Want to know how we crafted an ML tool that virtually removes the mask from a person’s face?
This article will guide you through the whole process of crafting the deep learning ML model — from the initial setup, data gathering and proper model selection to the training and fine-tuning.
Before we dive in, let’s define the nature of our task. The problem we are trying to solve can be viewed as image inpainting, which is generally considered to be the process of restoring damaged images or filling in the missing parts. You can see examples of image inpainting below; the input images had white gaps which were restored.
Examples of image inpainting using Partial Convolutions. [Source]
With that settled, one more note before we start: Apart from this article, we’ve also prepared a GitHub account with everything you need already implemented, as well as the Jupyter Notebook `mask2face.ipynb` — where you can run everything mentioned here in just a few simple clicks, training your own neural network!
First of all, if you’d like to follow all of the steps described in this article on your computer, you can clone this project from our GitHub.
Let’s start with preparing the virtual environment for our Python project. You can of course use any virtual environment you like, just make sure to install all necessary dependencies from environment.yml and requirements.txt. If you are not familiar with virtual environments or Conda, check out this nice article for some info. And if you are familiar with Conda, you can go ahead and initialize the Conda environment by running the following commands from the directory where you cloned the GitHub project:
conda env create -f environment.yml conda activate mask2face
Now that you have an environment with all necessary dependencies, let’s define our goals and objectives. For this particular project, we want to create an ML model that can show us what a person wearing a face mask looks like without that mask. Our ML model has one input — an image of a person with a face mask on; and one output — an image of a person without the mask.
High-level ML Pipeline
The whole project is nicely represented as a high-level pipeline in the following image.
------------------------------
PROBLEM A:
Decide whether each statement agrees with the mask-removal article. Answer yes or no for each, quoting the words of the article that decide it.
(i) The model takes a single input, an image of a person wearing a face mask.
(ii) Readers must use Conda for the virtual environment.
(iii) The example input images had black gaps that were restored.
PROBLEM B:
Carry the mask-removal article forward from its last sentence.
The listing is not needed for this work.
------------------------------
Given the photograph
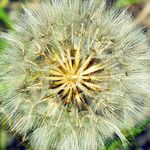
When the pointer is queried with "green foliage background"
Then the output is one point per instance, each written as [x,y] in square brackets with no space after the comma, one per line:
[113,144]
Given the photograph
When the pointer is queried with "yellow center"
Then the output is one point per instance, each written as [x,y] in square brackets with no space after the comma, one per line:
[75,79]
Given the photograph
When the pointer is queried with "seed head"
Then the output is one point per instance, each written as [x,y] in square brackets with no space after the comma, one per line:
[76,74]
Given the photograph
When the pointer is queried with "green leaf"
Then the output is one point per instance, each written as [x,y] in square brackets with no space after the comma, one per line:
[122,3]
[3,139]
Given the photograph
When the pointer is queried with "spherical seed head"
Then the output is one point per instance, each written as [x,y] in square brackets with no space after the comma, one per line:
[76,74]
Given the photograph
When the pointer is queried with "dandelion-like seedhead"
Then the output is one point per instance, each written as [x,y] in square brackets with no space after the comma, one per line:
[76,74]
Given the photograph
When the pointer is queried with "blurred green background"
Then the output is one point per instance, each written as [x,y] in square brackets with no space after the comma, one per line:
[9,141]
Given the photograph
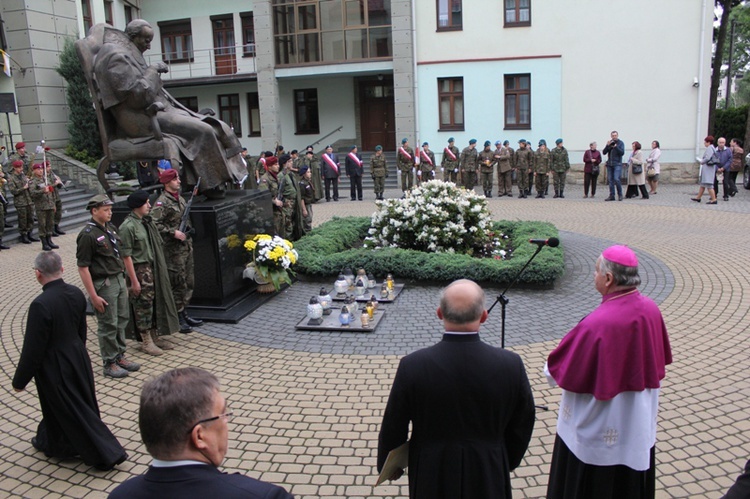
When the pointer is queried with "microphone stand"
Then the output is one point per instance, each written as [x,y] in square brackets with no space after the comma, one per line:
[504,301]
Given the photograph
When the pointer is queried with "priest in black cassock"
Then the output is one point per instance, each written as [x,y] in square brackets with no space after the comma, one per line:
[470,406]
[54,354]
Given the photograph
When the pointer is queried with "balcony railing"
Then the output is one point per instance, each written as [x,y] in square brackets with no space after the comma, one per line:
[208,62]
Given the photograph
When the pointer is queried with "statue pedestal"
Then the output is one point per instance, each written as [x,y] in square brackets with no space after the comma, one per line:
[221,294]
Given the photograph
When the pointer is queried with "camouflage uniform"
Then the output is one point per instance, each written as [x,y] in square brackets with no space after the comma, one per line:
[379,172]
[486,169]
[427,169]
[22,201]
[541,169]
[560,167]
[167,214]
[504,158]
[449,165]
[44,203]
[523,160]
[406,166]
[469,167]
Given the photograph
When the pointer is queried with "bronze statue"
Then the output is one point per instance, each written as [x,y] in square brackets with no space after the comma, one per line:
[139,120]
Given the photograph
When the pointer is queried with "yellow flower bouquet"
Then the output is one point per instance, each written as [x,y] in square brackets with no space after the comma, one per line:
[272,257]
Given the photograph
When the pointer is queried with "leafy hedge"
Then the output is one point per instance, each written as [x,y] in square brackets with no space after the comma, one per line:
[337,244]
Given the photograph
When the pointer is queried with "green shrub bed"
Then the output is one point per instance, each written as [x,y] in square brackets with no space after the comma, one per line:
[338,244]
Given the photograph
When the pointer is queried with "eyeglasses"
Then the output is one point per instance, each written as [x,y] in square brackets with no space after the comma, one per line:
[228,416]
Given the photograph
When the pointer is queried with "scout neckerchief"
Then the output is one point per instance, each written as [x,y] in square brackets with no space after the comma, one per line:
[327,158]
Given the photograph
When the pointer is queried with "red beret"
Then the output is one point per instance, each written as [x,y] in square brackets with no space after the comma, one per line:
[167,176]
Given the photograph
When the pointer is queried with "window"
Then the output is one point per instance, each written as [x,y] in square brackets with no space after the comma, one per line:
[229,111]
[306,111]
[451,103]
[517,13]
[189,102]
[518,102]
[248,34]
[176,41]
[449,15]
[108,12]
[253,111]
[86,15]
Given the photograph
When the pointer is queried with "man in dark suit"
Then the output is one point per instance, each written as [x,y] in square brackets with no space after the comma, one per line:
[470,406]
[183,421]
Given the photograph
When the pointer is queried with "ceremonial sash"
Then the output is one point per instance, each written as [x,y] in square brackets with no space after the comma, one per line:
[330,162]
[355,159]
[405,154]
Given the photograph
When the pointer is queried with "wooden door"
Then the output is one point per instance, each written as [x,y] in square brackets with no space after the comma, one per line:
[377,114]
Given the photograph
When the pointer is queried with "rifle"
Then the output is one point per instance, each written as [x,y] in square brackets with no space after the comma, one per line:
[186,215]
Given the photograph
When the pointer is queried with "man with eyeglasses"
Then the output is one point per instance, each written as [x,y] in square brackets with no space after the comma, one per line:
[183,420]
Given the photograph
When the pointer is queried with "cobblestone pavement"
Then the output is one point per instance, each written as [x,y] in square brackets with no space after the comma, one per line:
[310,403]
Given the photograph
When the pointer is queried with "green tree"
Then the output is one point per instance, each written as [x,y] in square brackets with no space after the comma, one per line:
[85,143]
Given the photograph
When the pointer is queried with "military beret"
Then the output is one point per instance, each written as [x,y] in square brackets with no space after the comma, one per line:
[137,199]
[167,176]
[97,201]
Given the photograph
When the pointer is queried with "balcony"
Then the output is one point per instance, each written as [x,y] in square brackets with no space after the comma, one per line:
[217,65]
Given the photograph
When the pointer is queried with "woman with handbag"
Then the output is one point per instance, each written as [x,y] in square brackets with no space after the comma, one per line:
[636,177]
[708,171]
[591,160]
[652,167]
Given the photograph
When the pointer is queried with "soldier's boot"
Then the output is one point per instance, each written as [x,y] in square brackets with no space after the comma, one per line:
[148,345]
[160,342]
[184,328]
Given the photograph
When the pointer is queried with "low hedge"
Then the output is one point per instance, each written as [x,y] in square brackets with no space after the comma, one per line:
[337,244]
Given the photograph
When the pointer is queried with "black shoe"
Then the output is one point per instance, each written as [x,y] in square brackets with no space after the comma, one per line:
[192,321]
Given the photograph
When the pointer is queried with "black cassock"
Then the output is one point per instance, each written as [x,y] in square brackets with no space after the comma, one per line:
[472,415]
[54,354]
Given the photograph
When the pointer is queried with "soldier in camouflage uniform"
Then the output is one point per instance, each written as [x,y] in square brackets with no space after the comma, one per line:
[486,168]
[560,167]
[178,246]
[449,163]
[541,169]
[44,204]
[148,283]
[523,160]
[379,171]
[19,185]
[405,163]
[101,270]
[469,165]
[426,163]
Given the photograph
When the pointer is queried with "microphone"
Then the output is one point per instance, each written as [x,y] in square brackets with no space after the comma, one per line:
[552,242]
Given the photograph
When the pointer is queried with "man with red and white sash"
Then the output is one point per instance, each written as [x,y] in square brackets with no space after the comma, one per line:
[610,368]
[354,170]
[449,164]
[330,163]
[405,162]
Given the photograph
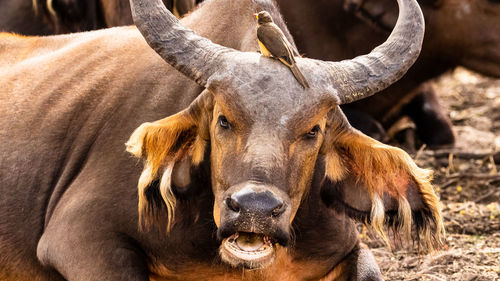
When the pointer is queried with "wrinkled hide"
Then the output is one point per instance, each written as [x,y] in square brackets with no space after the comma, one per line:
[243,174]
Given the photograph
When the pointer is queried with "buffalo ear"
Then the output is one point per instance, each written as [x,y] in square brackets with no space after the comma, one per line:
[169,147]
[380,184]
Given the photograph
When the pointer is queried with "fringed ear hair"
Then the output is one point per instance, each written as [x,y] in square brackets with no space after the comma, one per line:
[169,147]
[382,185]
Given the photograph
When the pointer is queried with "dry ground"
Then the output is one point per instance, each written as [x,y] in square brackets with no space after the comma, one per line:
[467,179]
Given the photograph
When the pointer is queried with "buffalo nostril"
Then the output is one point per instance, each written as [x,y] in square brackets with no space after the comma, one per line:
[233,205]
[278,210]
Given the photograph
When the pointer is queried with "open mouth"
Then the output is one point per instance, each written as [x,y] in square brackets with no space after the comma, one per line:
[250,250]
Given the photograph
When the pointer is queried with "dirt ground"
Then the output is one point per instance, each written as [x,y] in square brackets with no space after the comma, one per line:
[467,179]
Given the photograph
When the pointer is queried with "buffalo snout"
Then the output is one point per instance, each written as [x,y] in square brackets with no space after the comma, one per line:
[254,218]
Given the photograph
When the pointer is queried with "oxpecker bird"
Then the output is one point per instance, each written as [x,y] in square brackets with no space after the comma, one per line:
[273,43]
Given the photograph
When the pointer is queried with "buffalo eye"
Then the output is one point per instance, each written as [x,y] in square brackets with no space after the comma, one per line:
[223,122]
[313,132]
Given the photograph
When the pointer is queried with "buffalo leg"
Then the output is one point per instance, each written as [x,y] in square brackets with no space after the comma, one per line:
[433,126]
[359,265]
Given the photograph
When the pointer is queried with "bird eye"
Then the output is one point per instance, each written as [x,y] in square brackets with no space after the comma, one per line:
[223,122]
[313,132]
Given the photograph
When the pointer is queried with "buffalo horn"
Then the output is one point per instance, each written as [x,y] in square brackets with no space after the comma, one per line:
[194,56]
[365,75]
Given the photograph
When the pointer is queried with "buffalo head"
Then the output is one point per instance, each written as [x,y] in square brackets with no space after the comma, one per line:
[266,135]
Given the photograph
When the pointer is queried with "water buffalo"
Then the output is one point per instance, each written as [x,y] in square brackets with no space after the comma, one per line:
[457,33]
[251,177]
[45,17]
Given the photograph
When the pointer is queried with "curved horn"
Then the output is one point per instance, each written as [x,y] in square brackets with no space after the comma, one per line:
[194,56]
[365,75]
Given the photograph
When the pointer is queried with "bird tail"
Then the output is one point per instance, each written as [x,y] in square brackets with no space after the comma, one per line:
[298,75]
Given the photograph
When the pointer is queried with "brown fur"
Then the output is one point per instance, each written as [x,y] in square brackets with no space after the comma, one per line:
[160,145]
[384,169]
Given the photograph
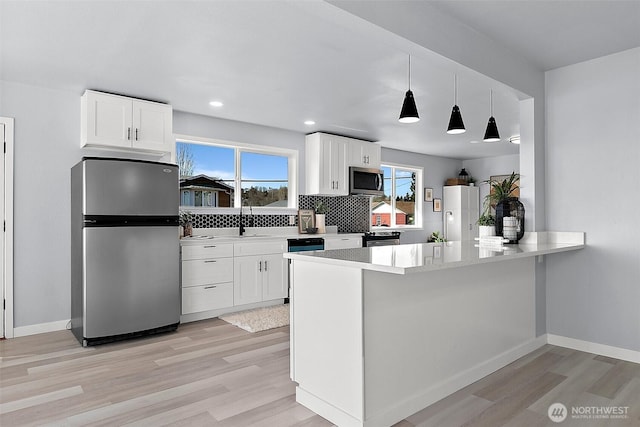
------------------------------
OUTPUT A:
(i) Yes: "Our ML model has one input — an image of a person with a face mask on"
(ii) No: "You can of course use any virtual environment you like"
(iii) No: "the input images had white gaps which were restored"

OUTPUT B:
We start with a dataset of faces with precomputed face landmarks that are processed through the mask generator. It uses the landmarks to position the mask on the face. Now that we have the dataset with pairs of images (with and without the mask), we can continue with defining the architecture of the ML model. Finally, the last part of the pipeline is to find the best loss function and all necessary scripts to put everything together, so we can train and evaluate the model.
To train the deep learning model, we need a lot of data. In this case, we need a lot of pairs of input and output images. It is of course not practical to gather both input and output images of the same person with and without a mask. We can do better and act much faster.
There are many datasets of human face images used mainly for the training of face detection algorithms. We can take a dataset like this, paint a mask onto the faces and voilà — we have our image pairs.
We experimented with two different datasets. One database we used is Labeled Faces in the Wild from the University of Massachusetts . Here is the 104MB gzipped tar file with the whole dataset of over 5,000 images. This dataset suits our case well, since it contains images with a focus on human faces. However, for the final results, we used the CelebA dataset, which is larger (200,000 samples) and contains higher quality images.
Next, we need to locate facial landmarks so we can place the mask in the right place. To do so, we used a pretrained dlib facial landmark detector. You can use any other similar dataset, just make sure that you can find the precomputed face landmark points (this GitHub repo can be a good source) or compute landmarks by yourself.
Initially, we started with a simple implementation of a mask generator by placing a polygon on the face with a randomized distance of the polygon vertices from the face landmarks. This way, we could quickly generate a simple dataset and test if the idea behind this project is valid. Once established that it really is valid, we looked for a more robust solution that would better capture real-world scenarios.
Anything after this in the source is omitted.